WORK INSTRUCTIONS
Wherever a picture appears, leave it out, and transcribe the rest of the records exactly.
MATERIALS PROVIDED START
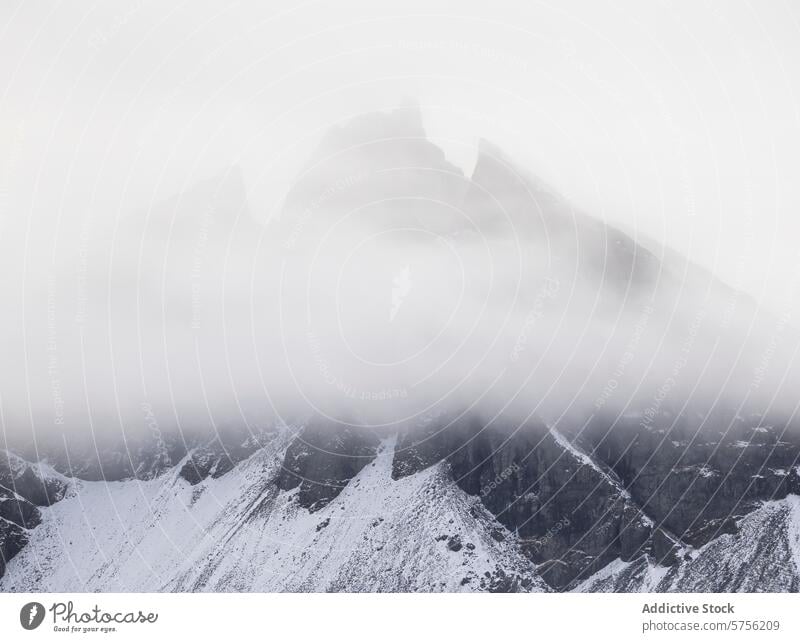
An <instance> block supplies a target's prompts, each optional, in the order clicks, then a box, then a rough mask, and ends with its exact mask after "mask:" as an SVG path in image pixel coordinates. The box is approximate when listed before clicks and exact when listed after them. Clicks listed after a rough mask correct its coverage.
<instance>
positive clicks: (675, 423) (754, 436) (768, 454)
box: [582, 413, 800, 547]
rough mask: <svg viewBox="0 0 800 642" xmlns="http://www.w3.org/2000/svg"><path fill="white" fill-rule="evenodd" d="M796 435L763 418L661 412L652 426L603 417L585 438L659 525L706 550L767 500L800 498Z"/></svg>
mask: <svg viewBox="0 0 800 642" xmlns="http://www.w3.org/2000/svg"><path fill="white" fill-rule="evenodd" d="M797 434H798V433H797V430H794V429H792V430H789V429H787V426H786V425H785V424H783V425H781V424H772V423H768V422H762V421H759V420H758V419H757V418H751V419H750V420H747V421H746V420H743V419H740V418H733V419H730V420H726V419H725V418H717V419H715V420H713V421H711V420H710V419H709V418H705V419H704V418H702V417H697V418H695V419H694V420H692V421H690V420H689V419H687V418H686V417H684V416H680V415H678V416H675V415H671V414H669V413H662V414H661V415H660V416H659V417H658V418H657V419H656V420H655V421H653V422H651V425H650V424H648V425H644V426H643V425H642V422H641V421H640V420H638V419H636V418H635V417H634V418H622V419H616V420H613V421H612V420H609V419H605V418H597V419H596V420H595V421H594V422H593V423H592V424H590V426H589V428H588V429H587V431H585V433H584V435H583V436H582V438H583V439H585V440H586V443H587V448H588V449H590V450H592V454H593V456H594V458H595V459H596V460H598V461H600V462H602V463H604V464H605V465H607V466H609V467H610V468H611V469H613V470H614V472H615V473H616V475H617V476H618V477H619V478H620V479H621V480H622V482H623V484H624V485H625V487H626V488H627V489H628V490H629V491H630V493H631V495H632V497H633V499H634V500H635V501H636V502H637V504H638V505H639V506H641V507H642V508H643V510H644V511H645V512H646V513H647V514H648V515H650V516H651V517H652V518H653V519H654V520H656V522H658V523H659V524H661V525H663V526H664V527H665V528H667V529H668V530H669V531H670V532H672V533H675V534H677V535H678V536H680V538H681V539H682V540H683V541H684V542H686V543H688V544H691V545H693V546H696V547H699V546H702V545H703V544H705V543H707V542H708V541H710V540H711V539H714V538H716V537H718V536H719V535H722V534H724V533H733V532H735V530H736V518H737V517H741V516H743V515H746V514H747V513H749V512H751V511H752V510H754V509H755V508H757V507H758V506H760V505H761V503H762V502H763V501H768V500H772V499H782V498H783V497H786V495H787V494H788V493H797V492H800V476H798V475H797V474H796V467H797V466H798V464H799V463H800V460H799V459H798V458H799V457H800V442H799V441H798V438H797Z"/></svg>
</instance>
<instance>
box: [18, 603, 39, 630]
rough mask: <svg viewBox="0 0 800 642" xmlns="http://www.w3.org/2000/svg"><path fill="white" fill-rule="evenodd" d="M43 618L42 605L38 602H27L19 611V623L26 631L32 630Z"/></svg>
mask: <svg viewBox="0 0 800 642" xmlns="http://www.w3.org/2000/svg"><path fill="white" fill-rule="evenodd" d="M43 620H44V606H42V605H41V604H39V602H28V603H27V604H26V605H25V606H23V607H22V608H21V609H20V611H19V623H20V624H21V625H22V628H23V629H25V630H27V631H33V629H35V628H36V627H37V626H39V625H40V624H41V623H42V621H43Z"/></svg>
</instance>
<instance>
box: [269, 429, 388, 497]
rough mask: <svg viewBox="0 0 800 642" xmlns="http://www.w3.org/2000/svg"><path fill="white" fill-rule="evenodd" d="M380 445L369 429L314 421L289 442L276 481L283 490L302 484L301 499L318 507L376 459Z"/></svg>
mask: <svg viewBox="0 0 800 642" xmlns="http://www.w3.org/2000/svg"><path fill="white" fill-rule="evenodd" d="M379 445H380V440H379V439H378V438H377V437H376V436H375V435H374V434H373V433H371V432H370V431H368V430H364V429H361V428H357V427H355V426H339V425H330V424H325V423H323V422H312V423H311V424H309V425H308V426H307V427H306V428H305V429H303V431H302V432H301V433H300V434H299V435H298V436H297V437H295V439H294V441H292V443H291V444H290V445H289V448H288V449H287V451H286V456H285V457H284V460H283V468H282V470H281V472H280V474H279V475H278V477H277V479H276V480H275V483H276V485H277V486H278V488H280V489H281V490H293V489H295V488H299V491H298V494H297V501H298V503H299V504H300V505H301V506H303V507H304V508H307V509H309V510H310V511H311V512H313V511H315V510H319V509H320V508H323V507H324V506H326V505H327V504H329V503H330V502H331V500H333V499H334V498H335V497H336V496H337V495H339V493H341V492H342V489H343V488H344V487H345V486H346V485H347V484H348V482H349V481H350V480H351V479H352V478H353V477H355V476H356V475H357V474H358V473H359V471H360V470H361V469H362V468H364V466H366V465H367V464H369V463H370V462H371V461H372V460H373V459H375V456H376V454H377V449H378V446H379Z"/></svg>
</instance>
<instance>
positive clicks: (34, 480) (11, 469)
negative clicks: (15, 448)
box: [0, 450, 66, 506]
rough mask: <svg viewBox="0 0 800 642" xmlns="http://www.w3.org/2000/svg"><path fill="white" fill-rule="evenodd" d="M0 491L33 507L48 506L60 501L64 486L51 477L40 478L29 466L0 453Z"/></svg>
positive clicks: (35, 471) (20, 459)
mask: <svg viewBox="0 0 800 642" xmlns="http://www.w3.org/2000/svg"><path fill="white" fill-rule="evenodd" d="M0 489H3V490H5V492H6V493H8V494H9V496H13V495H14V494H16V495H19V496H20V497H21V498H23V499H24V500H26V501H27V502H30V503H31V504H33V505H35V506H50V505H51V504H55V503H56V502H57V501H60V500H61V499H62V498H63V497H64V493H65V492H66V484H65V483H63V482H61V481H59V480H58V479H55V478H53V477H45V476H42V475H41V474H40V473H39V471H38V469H37V466H36V465H35V464H30V463H28V462H26V461H24V460H23V459H21V458H19V457H17V456H16V455H14V454H12V453H9V452H8V451H5V450H2V451H0Z"/></svg>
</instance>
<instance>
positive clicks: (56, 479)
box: [0, 450, 67, 576]
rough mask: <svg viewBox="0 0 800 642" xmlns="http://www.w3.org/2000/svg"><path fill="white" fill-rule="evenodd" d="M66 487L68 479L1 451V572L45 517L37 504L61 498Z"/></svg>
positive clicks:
MATERIALS PROVIDED END
PROBLEM SOLUTION
An <instance> block supplies a target's prompts, each optional, in the order clicks, then a box, then a rough mask, and ends with its exact mask after "mask:" as an SVG path in image pixel coordinates. The box is approximate when listed before clicks and exact when listed after them. Clicks listed after a rough mask correct its coverage.
<instance>
positive clicks: (675, 423) (754, 436) (768, 454)
box: [582, 413, 800, 547]
rough mask: <svg viewBox="0 0 800 642" xmlns="http://www.w3.org/2000/svg"><path fill="white" fill-rule="evenodd" d="M796 435L763 418L661 412L652 426L603 417L585 438L659 525L706 550L767 500L800 498Z"/></svg>
mask: <svg viewBox="0 0 800 642" xmlns="http://www.w3.org/2000/svg"><path fill="white" fill-rule="evenodd" d="M797 434H798V433H797V430H794V429H792V430H789V429H787V426H786V425H785V424H783V425H781V424H772V423H768V422H762V421H759V420H758V419H757V418H751V419H750V420H747V421H746V420H743V419H740V418H733V419H730V420H726V419H725V418H717V419H715V420H713V421H711V420H710V419H709V418H705V419H704V418H702V417H697V418H695V419H694V420H692V421H690V420H689V419H687V418H686V417H684V416H680V415H678V416H675V415H671V414H669V413H662V414H661V415H660V416H659V417H658V418H657V419H656V420H655V421H653V422H651V425H650V424H648V425H644V426H643V425H642V422H641V421H640V420H638V419H636V418H635V417H634V418H622V419H616V420H613V421H612V420H609V419H605V418H597V419H596V420H595V421H594V422H593V423H592V424H590V426H589V428H588V429H587V431H585V433H584V435H583V436H582V438H583V439H585V440H586V443H587V448H588V449H590V450H592V454H593V456H594V458H595V459H596V460H598V461H600V462H602V463H604V464H605V465H607V466H609V467H610V468H611V469H613V470H614V472H615V473H616V475H617V476H618V477H619V478H620V479H621V480H622V482H623V484H624V485H625V487H626V488H627V489H628V490H629V491H630V493H631V495H632V497H633V499H634V500H635V501H636V502H637V504H638V505H639V506H641V507H642V508H643V510H644V511H645V512H646V513H647V514H648V515H650V516H651V517H652V518H653V519H654V520H656V522H658V523H659V524H661V525H663V526H664V527H665V528H667V529H668V530H669V531H670V532H672V533H675V534H677V535H678V536H680V538H681V539H682V540H683V541H684V542H686V543H688V544H691V545H693V546H696V547H699V546H702V545H703V544H705V543H707V542H708V541H710V540H711V539H714V538H716V537H718V536H719V535H722V534H724V533H733V532H735V530H736V518H737V517H741V516H743V515H746V514H747V513H749V512H751V511H752V510H754V509H755V508H757V507H758V506H760V505H761V503H762V502H763V501H768V500H772V499H782V498H783V497H786V495H787V494H788V493H797V492H800V476H798V475H797V474H796V467H797V466H798V464H799V463H800V460H799V459H798V458H799V457H800V442H799V441H798V438H797Z"/></svg>
</instance>
<instance>
box: [18, 603, 39, 630]
rough mask: <svg viewBox="0 0 800 642" xmlns="http://www.w3.org/2000/svg"><path fill="white" fill-rule="evenodd" d="M43 618L42 605L38 602H27L19 611V623L26 631L32 630Z"/></svg>
mask: <svg viewBox="0 0 800 642" xmlns="http://www.w3.org/2000/svg"><path fill="white" fill-rule="evenodd" d="M43 620H44V606H42V605H41V604H39V602H28V603H27V604H26V605H25V606H23V607H22V608H21V609H20V611H19V623H20V624H21V625H22V628H23V629H25V630H27V631H33V629H35V628H36V627H37V626H39V625H40V624H41V623H42V621H43Z"/></svg>
</instance>
<instance>
box: [269, 429, 388, 497]
rough mask: <svg viewBox="0 0 800 642" xmlns="http://www.w3.org/2000/svg"><path fill="white" fill-rule="evenodd" d="M380 445L369 429L314 421L289 442L276 481L283 490L302 484L301 499L318 507L376 459Z"/></svg>
mask: <svg viewBox="0 0 800 642" xmlns="http://www.w3.org/2000/svg"><path fill="white" fill-rule="evenodd" d="M379 445H380V440H379V439H378V438H377V437H376V436H375V435H374V434H373V433H371V432H370V431H368V430H364V429H361V428H357V427H355V426H339V425H330V424H325V423H323V422H312V423H311V424H309V425H308V426H307V427H306V428H305V429H303V431H302V432H301V433H300V434H299V435H298V436H297V437H295V439H294V441H292V443H291V444H290V445H289V448H288V449H287V451H286V456H285V457H284V460H283V468H282V470H281V472H280V474H279V475H278V477H277V479H276V480H275V483H276V485H277V486H278V488H280V489H281V490H293V489H295V488H299V491H298V494H297V501H298V503H299V504H300V505H301V506H303V507H304V508H307V509H309V510H310V511H311V512H313V511H315V510H319V509H320V508H323V507H324V506H326V505H327V504H329V503H330V502H331V500H333V499H334V498H335V497H336V496H337V495H339V493H341V492H342V489H343V488H344V487H345V486H346V485H347V484H348V482H349V481H350V480H351V479H352V478H353V477H355V476H356V475H357V474H358V473H359V471H360V470H361V469H362V468H364V466H366V465H367V464H369V463H370V462H371V461H372V460H373V459H375V456H376V454H377V449H378V446H379Z"/></svg>
</instance>
<instance>
positive clicks: (34, 480) (11, 469)
negative clicks: (15, 448)
box: [0, 450, 66, 506]
rough mask: <svg viewBox="0 0 800 642" xmlns="http://www.w3.org/2000/svg"><path fill="white" fill-rule="evenodd" d="M0 491L33 507L48 506L60 501L64 486L51 477L40 478L29 466L0 453Z"/></svg>
positive clicks: (35, 471) (20, 459)
mask: <svg viewBox="0 0 800 642" xmlns="http://www.w3.org/2000/svg"><path fill="white" fill-rule="evenodd" d="M0 489H3V490H5V492H6V493H8V494H9V496H13V495H14V494H16V495H19V496H20V497H21V498H23V499H24V500H26V501H27V502H30V503H31V504H33V505H35V506H50V505H51V504H55V503H56V502H57V501H60V500H61V499H62V498H63V497H64V493H65V492H66V484H65V483H63V482H61V481H59V480H58V479H55V478H53V477H45V476H42V475H41V474H40V473H39V471H38V469H37V466H36V465H35V464H30V463H28V462H26V461H24V460H23V459H21V458H19V457H17V456H16V455H14V454H12V453H9V452H8V451H5V450H2V451H0Z"/></svg>
</instance>
<instance>
positive clicks: (56, 479)
box: [0, 450, 67, 576]
rough mask: <svg viewBox="0 0 800 642" xmlns="http://www.w3.org/2000/svg"><path fill="white" fill-rule="evenodd" d="M66 487L68 479L1 451V572L45 517L37 504L61 498Z"/></svg>
positive clicks:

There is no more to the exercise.